### Set task
Print the entries in full, word for word, but not the pictures.

** start **

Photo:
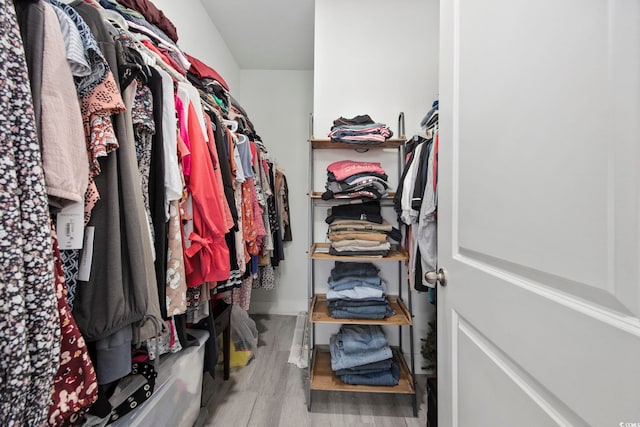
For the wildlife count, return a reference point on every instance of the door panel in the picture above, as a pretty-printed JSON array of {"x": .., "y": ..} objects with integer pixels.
[
  {"x": 539, "y": 213},
  {"x": 494, "y": 379}
]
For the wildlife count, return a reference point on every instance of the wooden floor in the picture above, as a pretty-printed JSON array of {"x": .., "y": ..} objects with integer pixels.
[{"x": 270, "y": 392}]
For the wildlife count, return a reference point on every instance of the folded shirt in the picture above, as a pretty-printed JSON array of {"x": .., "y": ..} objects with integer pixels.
[
  {"x": 360, "y": 225},
  {"x": 336, "y": 236},
  {"x": 368, "y": 254},
  {"x": 386, "y": 377},
  {"x": 369, "y": 211},
  {"x": 345, "y": 168},
  {"x": 356, "y": 244},
  {"x": 341, "y": 313},
  {"x": 344, "y": 269}
]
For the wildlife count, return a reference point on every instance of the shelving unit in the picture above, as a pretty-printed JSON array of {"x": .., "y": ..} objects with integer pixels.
[{"x": 321, "y": 376}]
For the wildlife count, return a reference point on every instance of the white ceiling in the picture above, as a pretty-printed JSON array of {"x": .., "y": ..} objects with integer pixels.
[{"x": 266, "y": 34}]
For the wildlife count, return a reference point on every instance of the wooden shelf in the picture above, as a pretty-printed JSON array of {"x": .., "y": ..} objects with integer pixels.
[
  {"x": 394, "y": 255},
  {"x": 322, "y": 377},
  {"x": 318, "y": 195},
  {"x": 317, "y": 143},
  {"x": 320, "y": 313}
]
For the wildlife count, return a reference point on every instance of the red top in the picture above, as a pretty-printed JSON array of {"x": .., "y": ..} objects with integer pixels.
[{"x": 207, "y": 259}]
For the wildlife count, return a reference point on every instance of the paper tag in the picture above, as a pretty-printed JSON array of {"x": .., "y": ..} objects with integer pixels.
[
  {"x": 84, "y": 272},
  {"x": 70, "y": 226}
]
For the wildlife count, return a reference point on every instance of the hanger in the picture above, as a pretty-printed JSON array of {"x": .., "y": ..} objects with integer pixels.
[{"x": 231, "y": 124}]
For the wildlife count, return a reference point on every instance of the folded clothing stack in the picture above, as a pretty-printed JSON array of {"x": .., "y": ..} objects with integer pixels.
[
  {"x": 357, "y": 292},
  {"x": 360, "y": 354},
  {"x": 348, "y": 179},
  {"x": 360, "y": 130},
  {"x": 359, "y": 230}
]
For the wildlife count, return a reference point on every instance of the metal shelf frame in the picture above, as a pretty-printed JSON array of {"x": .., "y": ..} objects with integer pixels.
[{"x": 398, "y": 257}]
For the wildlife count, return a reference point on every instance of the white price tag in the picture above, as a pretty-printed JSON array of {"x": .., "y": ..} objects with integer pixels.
[
  {"x": 84, "y": 272},
  {"x": 70, "y": 226}
]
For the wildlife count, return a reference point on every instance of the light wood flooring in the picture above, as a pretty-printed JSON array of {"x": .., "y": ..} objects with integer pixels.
[{"x": 270, "y": 392}]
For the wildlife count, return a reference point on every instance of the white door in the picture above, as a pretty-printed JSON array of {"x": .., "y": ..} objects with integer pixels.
[{"x": 539, "y": 213}]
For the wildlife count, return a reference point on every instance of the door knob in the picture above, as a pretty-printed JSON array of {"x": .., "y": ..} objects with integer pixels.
[{"x": 433, "y": 277}]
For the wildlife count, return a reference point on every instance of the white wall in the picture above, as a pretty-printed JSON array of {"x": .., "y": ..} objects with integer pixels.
[
  {"x": 199, "y": 37},
  {"x": 278, "y": 103},
  {"x": 377, "y": 57}
]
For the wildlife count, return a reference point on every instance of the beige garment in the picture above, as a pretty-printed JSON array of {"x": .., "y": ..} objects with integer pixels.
[
  {"x": 358, "y": 225},
  {"x": 64, "y": 150},
  {"x": 374, "y": 236},
  {"x": 153, "y": 317},
  {"x": 176, "y": 278}
]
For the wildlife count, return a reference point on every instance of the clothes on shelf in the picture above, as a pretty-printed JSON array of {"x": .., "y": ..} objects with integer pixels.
[
  {"x": 416, "y": 201},
  {"x": 359, "y": 230},
  {"x": 361, "y": 130},
  {"x": 360, "y": 354},
  {"x": 141, "y": 184},
  {"x": 358, "y": 294},
  {"x": 358, "y": 180}
]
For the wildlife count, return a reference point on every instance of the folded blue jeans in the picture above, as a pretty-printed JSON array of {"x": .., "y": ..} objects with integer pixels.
[
  {"x": 388, "y": 377},
  {"x": 353, "y": 269},
  {"x": 369, "y": 302},
  {"x": 346, "y": 314},
  {"x": 342, "y": 360},
  {"x": 350, "y": 282}
]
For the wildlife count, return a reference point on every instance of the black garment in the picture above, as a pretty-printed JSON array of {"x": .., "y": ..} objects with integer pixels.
[
  {"x": 157, "y": 192},
  {"x": 421, "y": 177},
  {"x": 369, "y": 211},
  {"x": 287, "y": 236},
  {"x": 211, "y": 346},
  {"x": 363, "y": 119},
  {"x": 116, "y": 294},
  {"x": 397, "y": 199},
  {"x": 30, "y": 16},
  {"x": 353, "y": 269},
  {"x": 380, "y": 253}
]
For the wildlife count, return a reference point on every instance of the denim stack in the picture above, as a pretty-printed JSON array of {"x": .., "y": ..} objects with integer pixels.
[
  {"x": 348, "y": 179},
  {"x": 360, "y": 354},
  {"x": 361, "y": 130},
  {"x": 356, "y": 292},
  {"x": 359, "y": 230}
]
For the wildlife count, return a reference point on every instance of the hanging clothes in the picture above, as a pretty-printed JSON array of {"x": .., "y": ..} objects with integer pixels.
[{"x": 30, "y": 326}]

** end **

### Task answer
Photo:
For the wildlife count, return a reference point on every instance of the door panel in the picture above, as a pretty-printed JSON array of {"x": .., "y": ..} objects with integer pixels.
[
  {"x": 539, "y": 213},
  {"x": 494, "y": 379}
]
For the wildlife count, return a reference point on every instance of the wooden floor in the picture above, as a pretty-printed JSON array of {"x": .., "y": ..} objects with integer pixels.
[{"x": 270, "y": 392}]
For the wildlife count, return a reference point on every instance of the folded shirt in the picture above, as a pretty-printed JSON array of {"x": .., "y": ..} objects with integer pixels.
[
  {"x": 360, "y": 225},
  {"x": 336, "y": 236},
  {"x": 368, "y": 254},
  {"x": 386, "y": 377},
  {"x": 369, "y": 211},
  {"x": 345, "y": 168},
  {"x": 356, "y": 244},
  {"x": 341, "y": 313},
  {"x": 344, "y": 269}
]
For the wildlife count, return a reference point on every instance of the shelving unit in the picture above, as a pretty-printed JSON array of {"x": .., "y": ..} objects with integer pixels.
[{"x": 321, "y": 376}]
For the wildlife count, return a reference point on every instance of the white ceiling in the picture above, as a pretty-printed JSON array of {"x": .., "y": ..} objects with integer pixels.
[{"x": 266, "y": 34}]
For the wildlife count, return a reference point on every instance of the wooden shelf in the picture above, as a pretty-printed JSON array of {"x": .., "y": ..} objects with integer pixels.
[
  {"x": 394, "y": 255},
  {"x": 322, "y": 377},
  {"x": 318, "y": 195},
  {"x": 317, "y": 143},
  {"x": 320, "y": 313}
]
For the wildlife count, return a reference point on every instance of the red top in the picture above, as a pretty-printed JSON array of {"x": .., "y": ..} objects with integer pixels.
[{"x": 207, "y": 259}]
For the wildlife count, return a reference point on every instance of the paper tag in the picture above, as a pretty-printed JSON array of {"x": .., "y": ..} objects with integer pixels.
[
  {"x": 84, "y": 272},
  {"x": 70, "y": 226}
]
For the wildlife count, return a reference point on every instance of the hanger in the picture above, as a pretty-printed JSON array of {"x": .., "y": ..} objects with integer pixels.
[{"x": 231, "y": 124}]
For the wildlife count, return a reference point on every instance of the folded clothing stack in the picture above, as a pretty-printed JSON array of {"x": .., "y": ..} objects with integer pixels.
[
  {"x": 357, "y": 292},
  {"x": 360, "y": 354},
  {"x": 348, "y": 179},
  {"x": 360, "y": 130},
  {"x": 359, "y": 230}
]
For the wildlife count, return a reference point on every instance of the metal shelf frame in the picture above, as a pretty-printed JSON array of {"x": .., "y": ..} objects with integer pixels.
[{"x": 398, "y": 257}]
For the wildlife count, return a reference point on every instance of the white price tag in the picture above, as a pretty-printed JSON array of {"x": .., "y": ..} objects with integer pixels.
[
  {"x": 84, "y": 272},
  {"x": 70, "y": 226}
]
For the wildlife count, return a reference point on every instance of the light wood flooring in the picture above, as a pretty-printed JSON array of {"x": .., "y": ..} objects with integer pixels.
[{"x": 270, "y": 392}]
For the wildlife count, return a reference point on every instance of the white door in the picture above, as a pretty-printed JSON array of {"x": .., "y": ..} objects with integer pixels.
[{"x": 539, "y": 213}]
For the wildlife count, return a reference point on every instance of the door knob in the picture above, as a pretty-printed JSON array of {"x": .., "y": ..} objects with integer pixels.
[{"x": 433, "y": 277}]
For the wildlife count, return a reference point on every instance of the white wall in the picture above, as a pretty-printed JSON array of {"x": .., "y": ..} objects with integer pixels.
[
  {"x": 199, "y": 37},
  {"x": 278, "y": 103},
  {"x": 377, "y": 57}
]
For the wildlife count, return a reference point on every instance of the beige garment in the picture above, as a pretty-printed JSON array of {"x": .., "y": ..} objects with integer pixels.
[
  {"x": 358, "y": 225},
  {"x": 64, "y": 150},
  {"x": 374, "y": 236},
  {"x": 153, "y": 317},
  {"x": 176, "y": 278}
]
For the wildlife count, return a reference point on every instance of the clothes on shelf in the picture above, as a pretty-printed JSON array of {"x": .., "y": ..} objects with integer pixels.
[
  {"x": 416, "y": 201},
  {"x": 359, "y": 230},
  {"x": 361, "y": 130},
  {"x": 360, "y": 354},
  {"x": 141, "y": 184},
  {"x": 358, "y": 294},
  {"x": 358, "y": 180}
]
For the wildlife count, return a reference point on every instance of the folded blue jeans in the picture above, as a pretty-printed JSON array of {"x": .., "y": ..} objects with integer pixels.
[
  {"x": 388, "y": 377},
  {"x": 353, "y": 269},
  {"x": 369, "y": 302},
  {"x": 346, "y": 314},
  {"x": 342, "y": 360},
  {"x": 350, "y": 282}
]
For the wildlife count, return a reference point on every instance of the black garment in the picture above, as a pretty-printed JSON array of {"x": .., "y": ..} objects with integer pixels.
[
  {"x": 157, "y": 192},
  {"x": 421, "y": 177},
  {"x": 369, "y": 211},
  {"x": 287, "y": 236},
  {"x": 211, "y": 346},
  {"x": 363, "y": 119},
  {"x": 116, "y": 294},
  {"x": 397, "y": 199},
  {"x": 30, "y": 16},
  {"x": 353, "y": 269},
  {"x": 380, "y": 253}
]
For the wildlife count, return a reference point on every instance of the denim stack in the picture above, as a pretty-printed JSON array of {"x": .., "y": ..} objects with integer pixels.
[
  {"x": 348, "y": 179},
  {"x": 360, "y": 354},
  {"x": 361, "y": 130},
  {"x": 356, "y": 292},
  {"x": 359, "y": 230}
]
For the wildlife count, return a reference point on every instance of the hanging clothes in the picture above, as a pretty-printed JSON array of {"x": .., "y": ..} objects with integer pixels.
[{"x": 30, "y": 326}]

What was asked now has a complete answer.